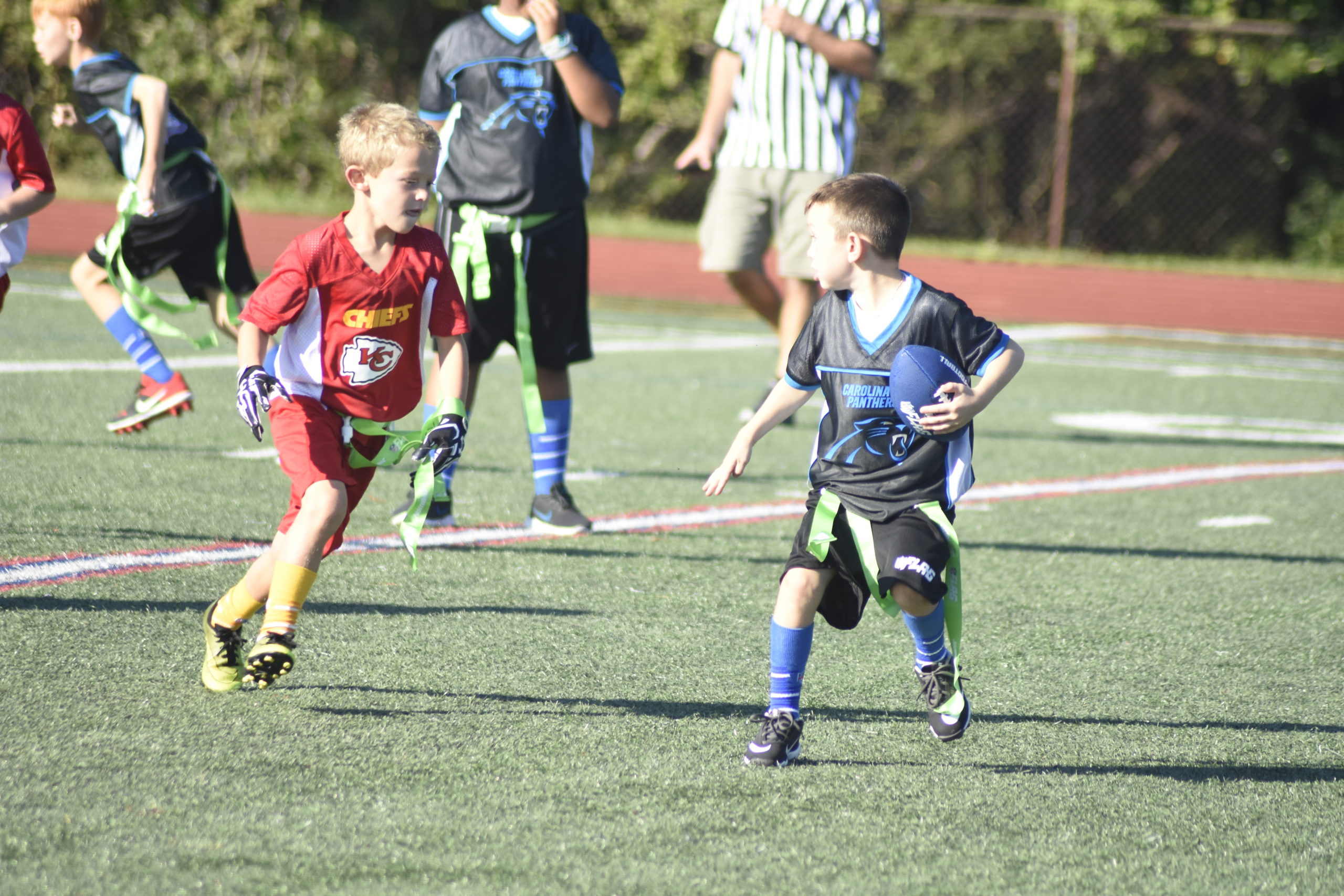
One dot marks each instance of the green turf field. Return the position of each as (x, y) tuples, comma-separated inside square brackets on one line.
[(1158, 703)]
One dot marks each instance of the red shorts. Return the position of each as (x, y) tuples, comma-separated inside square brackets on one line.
[(307, 434)]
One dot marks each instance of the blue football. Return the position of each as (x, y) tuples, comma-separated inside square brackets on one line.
[(917, 374)]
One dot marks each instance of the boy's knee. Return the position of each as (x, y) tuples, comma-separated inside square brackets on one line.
[(911, 601), (803, 589), (85, 275), (326, 501)]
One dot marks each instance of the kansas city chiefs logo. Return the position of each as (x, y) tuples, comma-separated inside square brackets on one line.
[(368, 359)]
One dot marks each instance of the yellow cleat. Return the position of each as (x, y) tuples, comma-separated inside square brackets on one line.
[(221, 671), (270, 657)]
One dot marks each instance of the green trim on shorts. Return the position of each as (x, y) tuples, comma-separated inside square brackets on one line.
[(138, 299), (397, 445), (822, 535), (469, 251)]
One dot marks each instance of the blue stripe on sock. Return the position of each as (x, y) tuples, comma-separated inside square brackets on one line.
[(551, 449), (790, 650), (928, 635), (139, 345)]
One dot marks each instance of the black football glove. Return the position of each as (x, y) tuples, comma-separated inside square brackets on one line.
[(444, 442), (256, 388)]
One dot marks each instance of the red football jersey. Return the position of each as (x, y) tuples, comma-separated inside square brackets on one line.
[(22, 163), (355, 339)]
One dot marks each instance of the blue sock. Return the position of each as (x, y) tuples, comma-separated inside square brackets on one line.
[(269, 362), (551, 449), (928, 633), (447, 473), (139, 345), (790, 649)]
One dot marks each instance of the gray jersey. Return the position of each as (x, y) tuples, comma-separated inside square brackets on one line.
[(863, 452)]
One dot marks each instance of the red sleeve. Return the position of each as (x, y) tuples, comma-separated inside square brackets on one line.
[(26, 159), (281, 296), (448, 316)]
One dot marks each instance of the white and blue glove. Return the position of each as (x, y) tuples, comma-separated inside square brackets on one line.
[(444, 442), (256, 388)]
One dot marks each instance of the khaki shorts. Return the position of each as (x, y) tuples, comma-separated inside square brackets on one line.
[(749, 206)]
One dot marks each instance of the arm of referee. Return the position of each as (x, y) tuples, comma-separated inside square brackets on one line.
[(853, 57)]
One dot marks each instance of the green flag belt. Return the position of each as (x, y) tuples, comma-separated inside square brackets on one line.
[(143, 304), (819, 546), (397, 445), (469, 251)]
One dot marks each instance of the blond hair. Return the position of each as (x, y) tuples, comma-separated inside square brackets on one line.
[(92, 14), (373, 135)]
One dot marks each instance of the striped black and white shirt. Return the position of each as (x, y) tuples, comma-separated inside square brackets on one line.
[(790, 108)]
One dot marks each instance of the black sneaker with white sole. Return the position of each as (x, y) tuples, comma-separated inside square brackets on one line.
[(557, 515), (949, 708), (440, 508), (780, 739)]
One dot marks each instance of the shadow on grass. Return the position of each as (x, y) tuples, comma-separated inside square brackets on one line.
[(23, 602), (1193, 773), (1162, 554), (1098, 438), (691, 708)]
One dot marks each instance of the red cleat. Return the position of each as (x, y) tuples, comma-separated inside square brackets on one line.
[(151, 402)]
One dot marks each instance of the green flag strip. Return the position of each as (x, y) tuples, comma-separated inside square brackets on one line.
[(143, 304), (469, 251), (400, 444)]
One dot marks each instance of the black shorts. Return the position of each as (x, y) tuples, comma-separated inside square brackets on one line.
[(555, 263), (186, 239), (910, 550)]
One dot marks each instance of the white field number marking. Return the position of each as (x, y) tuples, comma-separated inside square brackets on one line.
[(1234, 522), (1238, 429)]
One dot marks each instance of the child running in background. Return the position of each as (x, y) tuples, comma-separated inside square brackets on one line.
[(515, 92), (356, 296), (879, 515), (175, 212), (26, 184)]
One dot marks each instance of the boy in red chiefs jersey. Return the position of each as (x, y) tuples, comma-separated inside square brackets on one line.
[(26, 186), (356, 296)]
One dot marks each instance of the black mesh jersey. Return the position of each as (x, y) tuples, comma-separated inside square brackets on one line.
[(102, 93), (512, 141), (873, 461)]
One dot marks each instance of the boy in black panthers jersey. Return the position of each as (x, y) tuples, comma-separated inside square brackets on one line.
[(879, 515), (174, 212), (515, 92)]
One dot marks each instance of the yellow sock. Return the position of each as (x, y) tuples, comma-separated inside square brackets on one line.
[(289, 587), (236, 608)]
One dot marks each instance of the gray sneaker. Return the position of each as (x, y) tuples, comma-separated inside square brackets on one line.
[(555, 513)]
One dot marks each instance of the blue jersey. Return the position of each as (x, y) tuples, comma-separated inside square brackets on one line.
[(873, 461), (512, 141), (102, 88)]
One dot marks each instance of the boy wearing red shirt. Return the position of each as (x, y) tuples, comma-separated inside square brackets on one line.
[(356, 296), (26, 184)]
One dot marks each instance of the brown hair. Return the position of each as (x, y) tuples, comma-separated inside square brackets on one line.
[(873, 206), (373, 135), (92, 14)]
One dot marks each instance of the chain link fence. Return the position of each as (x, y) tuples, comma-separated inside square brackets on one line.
[(1168, 151)]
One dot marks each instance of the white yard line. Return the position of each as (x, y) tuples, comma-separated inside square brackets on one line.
[(53, 570)]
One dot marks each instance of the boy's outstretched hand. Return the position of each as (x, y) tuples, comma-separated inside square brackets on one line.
[(736, 461), (256, 388), (951, 416)]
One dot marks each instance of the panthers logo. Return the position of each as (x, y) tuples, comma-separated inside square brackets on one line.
[(536, 107), (884, 437)]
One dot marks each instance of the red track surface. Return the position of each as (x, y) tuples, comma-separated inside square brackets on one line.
[(999, 291)]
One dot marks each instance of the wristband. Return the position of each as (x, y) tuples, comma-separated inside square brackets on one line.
[(560, 46)]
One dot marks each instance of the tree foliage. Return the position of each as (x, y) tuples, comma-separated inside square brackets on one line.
[(960, 107)]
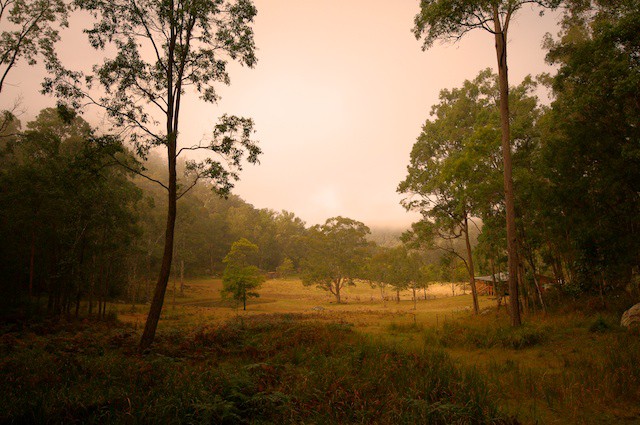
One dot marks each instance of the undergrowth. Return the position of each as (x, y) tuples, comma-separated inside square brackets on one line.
[(258, 370)]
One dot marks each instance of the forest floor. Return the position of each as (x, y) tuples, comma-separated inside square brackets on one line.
[(295, 356)]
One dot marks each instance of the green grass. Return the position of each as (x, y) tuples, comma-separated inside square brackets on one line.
[(285, 360), (270, 369)]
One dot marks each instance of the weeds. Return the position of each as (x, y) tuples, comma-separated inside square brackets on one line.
[(252, 370)]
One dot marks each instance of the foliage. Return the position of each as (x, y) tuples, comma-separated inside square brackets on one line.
[(450, 20), (29, 30), (256, 370), (336, 252), (590, 153), (67, 215), (241, 278)]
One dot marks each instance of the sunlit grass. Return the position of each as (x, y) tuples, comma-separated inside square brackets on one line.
[(564, 367)]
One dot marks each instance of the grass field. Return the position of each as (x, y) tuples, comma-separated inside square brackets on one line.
[(295, 356), (201, 303)]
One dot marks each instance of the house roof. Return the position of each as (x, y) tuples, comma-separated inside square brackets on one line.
[(498, 277)]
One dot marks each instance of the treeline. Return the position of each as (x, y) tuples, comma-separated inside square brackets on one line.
[(79, 225), (576, 164)]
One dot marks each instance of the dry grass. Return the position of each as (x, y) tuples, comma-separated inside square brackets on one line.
[(557, 369)]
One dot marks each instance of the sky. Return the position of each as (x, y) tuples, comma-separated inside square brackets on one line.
[(339, 95)]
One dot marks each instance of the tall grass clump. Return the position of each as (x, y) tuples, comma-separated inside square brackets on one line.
[(457, 334)]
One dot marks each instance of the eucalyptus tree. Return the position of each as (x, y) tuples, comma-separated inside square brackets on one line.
[(335, 255), (453, 164), (450, 20), (164, 50), (591, 154)]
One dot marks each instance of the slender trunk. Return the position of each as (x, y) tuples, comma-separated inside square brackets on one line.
[(77, 313), (536, 282), (181, 278), (165, 270), (174, 293), (526, 297), (32, 263), (415, 298), (501, 53), (470, 267), (337, 292)]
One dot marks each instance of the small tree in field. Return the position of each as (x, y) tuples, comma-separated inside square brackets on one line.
[(241, 278), (336, 254)]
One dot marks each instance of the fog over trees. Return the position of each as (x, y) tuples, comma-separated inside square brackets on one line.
[(522, 203)]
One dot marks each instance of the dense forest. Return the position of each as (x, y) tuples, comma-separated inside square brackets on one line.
[(92, 219)]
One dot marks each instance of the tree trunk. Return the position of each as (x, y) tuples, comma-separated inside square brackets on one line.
[(165, 270), (182, 278), (503, 76), (415, 298), (32, 263), (470, 267)]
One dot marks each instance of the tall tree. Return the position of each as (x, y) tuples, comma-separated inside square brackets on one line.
[(591, 143), (164, 50), (451, 175), (451, 20)]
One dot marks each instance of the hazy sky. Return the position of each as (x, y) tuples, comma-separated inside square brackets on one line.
[(339, 95)]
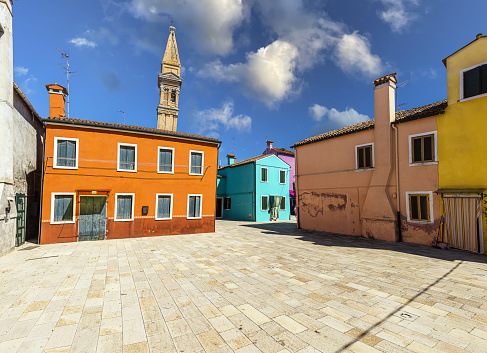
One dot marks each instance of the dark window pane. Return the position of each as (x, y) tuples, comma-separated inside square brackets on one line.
[(361, 159), (483, 78), (368, 157), (417, 150), (471, 83), (423, 202), (413, 204), (428, 148)]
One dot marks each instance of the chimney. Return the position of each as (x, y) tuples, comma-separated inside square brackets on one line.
[(57, 100), (269, 145), (230, 159)]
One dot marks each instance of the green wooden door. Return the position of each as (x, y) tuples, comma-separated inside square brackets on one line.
[(20, 204), (92, 218)]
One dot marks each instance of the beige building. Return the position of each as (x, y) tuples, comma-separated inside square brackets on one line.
[(375, 179)]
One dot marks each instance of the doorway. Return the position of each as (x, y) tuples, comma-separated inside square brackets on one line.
[(219, 207), (92, 222)]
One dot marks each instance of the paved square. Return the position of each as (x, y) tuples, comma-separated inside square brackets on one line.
[(246, 288)]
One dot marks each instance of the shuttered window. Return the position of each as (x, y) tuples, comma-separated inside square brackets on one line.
[(124, 207), (282, 177), (66, 153), (196, 163), (126, 157), (194, 206), (475, 81), (419, 207), (423, 149), (364, 157), (165, 160), (63, 208), (263, 175), (163, 207)]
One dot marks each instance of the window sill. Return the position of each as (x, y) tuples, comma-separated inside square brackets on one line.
[(424, 163)]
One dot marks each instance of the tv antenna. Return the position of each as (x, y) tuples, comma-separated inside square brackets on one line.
[(397, 86), (67, 75)]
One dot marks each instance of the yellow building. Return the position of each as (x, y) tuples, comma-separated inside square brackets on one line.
[(462, 148)]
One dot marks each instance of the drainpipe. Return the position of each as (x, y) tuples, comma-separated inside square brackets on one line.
[(398, 204)]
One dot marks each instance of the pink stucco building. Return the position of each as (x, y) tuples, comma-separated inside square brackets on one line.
[(288, 157), (375, 179)]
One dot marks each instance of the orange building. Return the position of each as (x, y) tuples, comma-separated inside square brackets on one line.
[(108, 181)]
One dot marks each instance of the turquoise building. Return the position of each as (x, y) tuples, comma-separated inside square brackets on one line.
[(254, 189)]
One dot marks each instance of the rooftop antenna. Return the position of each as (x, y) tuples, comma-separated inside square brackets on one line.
[(397, 86), (67, 75), (121, 111)]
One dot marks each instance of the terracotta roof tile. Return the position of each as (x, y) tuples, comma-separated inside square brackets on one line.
[(401, 116), (129, 128)]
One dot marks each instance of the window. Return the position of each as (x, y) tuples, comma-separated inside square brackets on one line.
[(62, 208), (263, 175), (282, 177), (194, 206), (420, 206), (65, 153), (124, 207), (282, 206), (364, 158), (196, 163), (473, 81), (264, 203), (163, 206), (422, 148), (127, 157), (228, 203), (165, 160)]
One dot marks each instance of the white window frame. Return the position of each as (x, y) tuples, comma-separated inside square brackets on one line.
[(285, 175), (115, 219), (202, 162), (267, 175), (461, 83), (159, 148), (224, 204), (157, 203), (261, 196), (410, 139), (56, 139), (118, 157), (430, 193), (201, 206), (53, 194), (285, 204), (357, 169)]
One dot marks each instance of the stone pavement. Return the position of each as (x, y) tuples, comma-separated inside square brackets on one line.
[(246, 288)]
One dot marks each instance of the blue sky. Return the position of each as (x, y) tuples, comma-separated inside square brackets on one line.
[(253, 69)]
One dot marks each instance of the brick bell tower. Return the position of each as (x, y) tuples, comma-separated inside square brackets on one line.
[(169, 82)]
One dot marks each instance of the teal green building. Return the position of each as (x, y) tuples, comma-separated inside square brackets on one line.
[(255, 189)]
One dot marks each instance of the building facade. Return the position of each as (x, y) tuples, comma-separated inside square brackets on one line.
[(288, 157), (255, 189), (375, 179), (461, 147), (21, 141)]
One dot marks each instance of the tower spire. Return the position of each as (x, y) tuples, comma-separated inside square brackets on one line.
[(170, 82)]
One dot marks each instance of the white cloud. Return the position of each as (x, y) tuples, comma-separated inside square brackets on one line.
[(212, 120), (353, 55), (397, 13), (20, 71), (335, 119), (212, 22), (83, 42), (317, 112)]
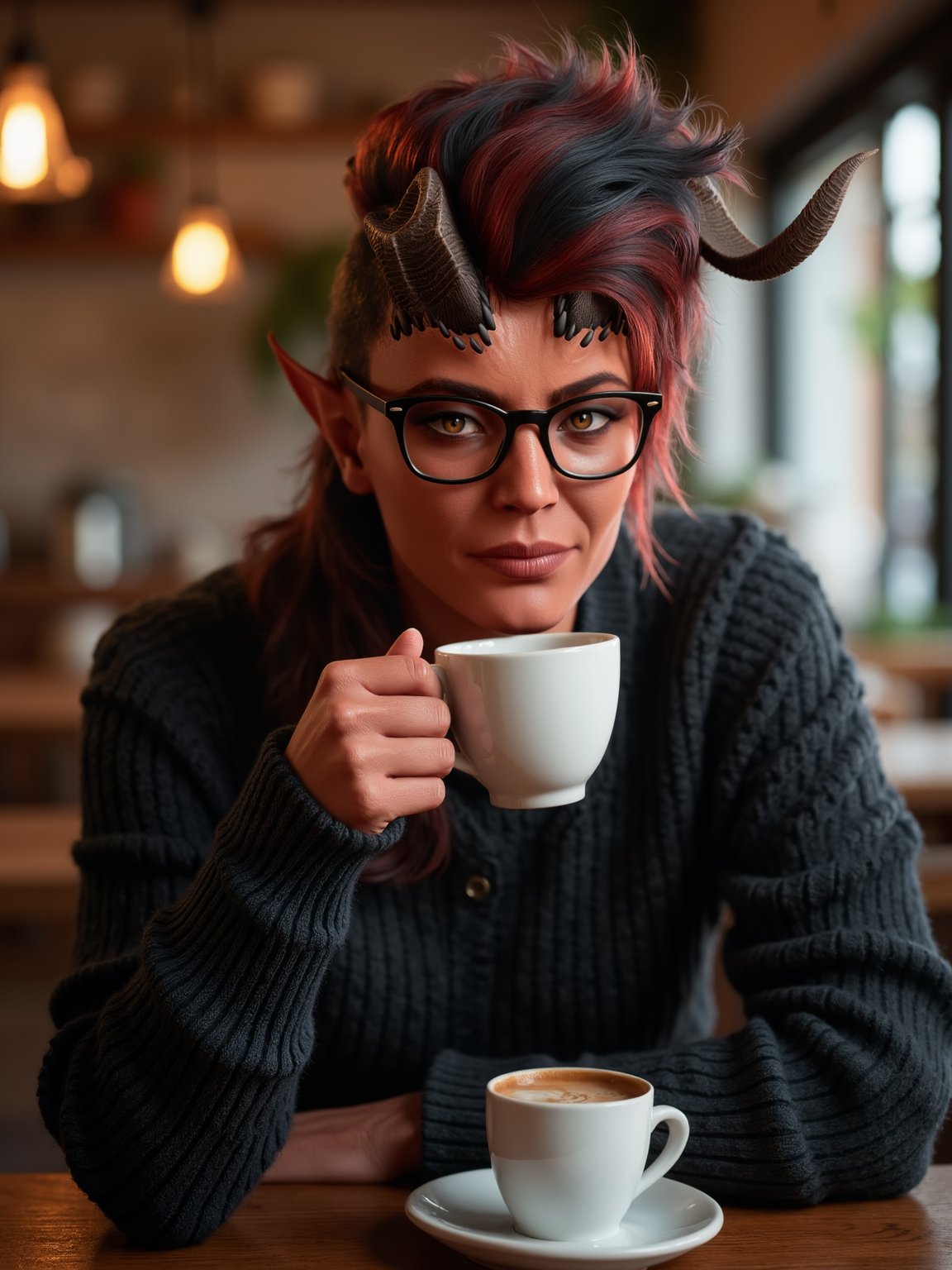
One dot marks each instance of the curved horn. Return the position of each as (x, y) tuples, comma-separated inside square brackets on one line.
[(426, 268), (726, 248)]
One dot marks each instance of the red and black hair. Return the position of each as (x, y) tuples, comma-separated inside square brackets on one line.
[(565, 173)]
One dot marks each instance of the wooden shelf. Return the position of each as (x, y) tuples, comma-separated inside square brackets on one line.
[(98, 246), (232, 130), (36, 587)]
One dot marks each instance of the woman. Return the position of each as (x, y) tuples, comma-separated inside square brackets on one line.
[(303, 943)]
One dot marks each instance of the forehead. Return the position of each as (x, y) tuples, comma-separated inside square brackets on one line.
[(526, 366)]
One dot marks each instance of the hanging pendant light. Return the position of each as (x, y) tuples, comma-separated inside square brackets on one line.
[(37, 164), (203, 260)]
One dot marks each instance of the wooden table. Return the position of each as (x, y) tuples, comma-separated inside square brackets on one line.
[(916, 757), (46, 1222), (40, 703)]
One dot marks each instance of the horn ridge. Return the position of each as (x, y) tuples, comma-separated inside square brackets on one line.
[(426, 268), (729, 249)]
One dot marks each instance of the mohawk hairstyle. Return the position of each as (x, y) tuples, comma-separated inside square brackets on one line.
[(564, 174)]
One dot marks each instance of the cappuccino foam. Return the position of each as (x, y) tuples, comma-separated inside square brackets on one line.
[(568, 1086)]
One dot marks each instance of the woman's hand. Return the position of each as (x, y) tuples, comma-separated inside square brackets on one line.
[(372, 746), (372, 1142)]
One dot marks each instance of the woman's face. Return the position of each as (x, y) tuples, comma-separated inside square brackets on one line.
[(452, 545)]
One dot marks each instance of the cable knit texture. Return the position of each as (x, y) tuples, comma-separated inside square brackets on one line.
[(230, 968)]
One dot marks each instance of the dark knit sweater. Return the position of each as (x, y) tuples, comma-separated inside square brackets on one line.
[(230, 969)]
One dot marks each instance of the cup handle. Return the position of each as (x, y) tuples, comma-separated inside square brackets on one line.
[(461, 762), (669, 1154)]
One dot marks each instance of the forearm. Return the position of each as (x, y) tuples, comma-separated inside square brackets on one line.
[(367, 1143)]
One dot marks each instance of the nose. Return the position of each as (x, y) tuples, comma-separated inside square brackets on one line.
[(525, 481)]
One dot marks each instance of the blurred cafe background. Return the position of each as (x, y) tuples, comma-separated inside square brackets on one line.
[(170, 189)]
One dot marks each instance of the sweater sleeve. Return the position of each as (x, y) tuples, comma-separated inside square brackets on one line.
[(838, 1083), (210, 910)]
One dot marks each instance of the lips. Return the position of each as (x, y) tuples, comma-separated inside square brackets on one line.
[(525, 561)]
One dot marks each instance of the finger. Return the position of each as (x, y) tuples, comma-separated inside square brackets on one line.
[(407, 717), (407, 644), (395, 675), (424, 756), (407, 795)]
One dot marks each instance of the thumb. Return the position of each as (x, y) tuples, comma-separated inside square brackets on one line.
[(409, 644)]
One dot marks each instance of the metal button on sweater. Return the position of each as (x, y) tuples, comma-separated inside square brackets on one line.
[(478, 886)]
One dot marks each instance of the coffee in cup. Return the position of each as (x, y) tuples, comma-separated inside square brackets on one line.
[(569, 1147), (532, 715)]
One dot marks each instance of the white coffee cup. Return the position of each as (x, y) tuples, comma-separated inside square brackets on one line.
[(532, 714), (569, 1170)]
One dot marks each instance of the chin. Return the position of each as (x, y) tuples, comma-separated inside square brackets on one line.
[(522, 620)]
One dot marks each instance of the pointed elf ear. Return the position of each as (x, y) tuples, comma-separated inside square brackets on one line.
[(331, 410), (315, 394)]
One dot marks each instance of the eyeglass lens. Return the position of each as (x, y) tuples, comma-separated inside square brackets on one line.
[(457, 440)]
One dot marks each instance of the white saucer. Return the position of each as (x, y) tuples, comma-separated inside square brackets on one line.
[(466, 1212)]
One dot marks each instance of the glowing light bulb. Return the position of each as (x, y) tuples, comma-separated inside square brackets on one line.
[(24, 159), (203, 260), (199, 258), (37, 164)]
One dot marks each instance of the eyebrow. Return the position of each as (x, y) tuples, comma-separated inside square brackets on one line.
[(459, 389)]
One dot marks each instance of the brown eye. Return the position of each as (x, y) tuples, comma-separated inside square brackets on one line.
[(582, 421)]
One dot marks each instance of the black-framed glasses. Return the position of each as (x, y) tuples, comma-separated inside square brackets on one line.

---*---

• **Prompt**: Respond with the lines above, from the one that holds "One dot marks each instance of the chin." to the end of the listing, each repeated exactly, and with no other material.

• **Response area**:
One dot marks each instance of the chin. Return the position of each as (x, y) tuples, comma-separated inside square brackets on one line.
[(522, 620)]
One dot marks each instance of the pointed elf ear. Return the position of each as (x, y) tuples, comma-separated inside square brackets on one line.
[(331, 410), (315, 394)]
One dot marks each instance of the eyeglass lens. Return the position of each as (x, y) tuples, comma-separated inside square brackets on one line.
[(457, 440)]
One dot marks each instance of the white saucer. Return the position of each as (x, y) tuples, comma-separated inside square brackets on one line.
[(466, 1212)]
One dot marks each instance of the glowing light bulb. Return the position of each as (x, y) tuples, comma-separated inside square brackets on one line.
[(24, 159), (203, 260), (199, 258), (37, 164)]
One dot marks each instance of the eyebrow. Return the position of each as (x, y) tuples, comma-separated inside square brackets on one line.
[(459, 389)]
One dot marks each instance of the brown eye. Return the position of each as (x, y) tuples, comma-separated inside square brackets on one line.
[(582, 421)]
One dot marks each instance of the black-framed glasses. Return the position of each as (x, y) tuples, comma-separated inside square brackets on one line.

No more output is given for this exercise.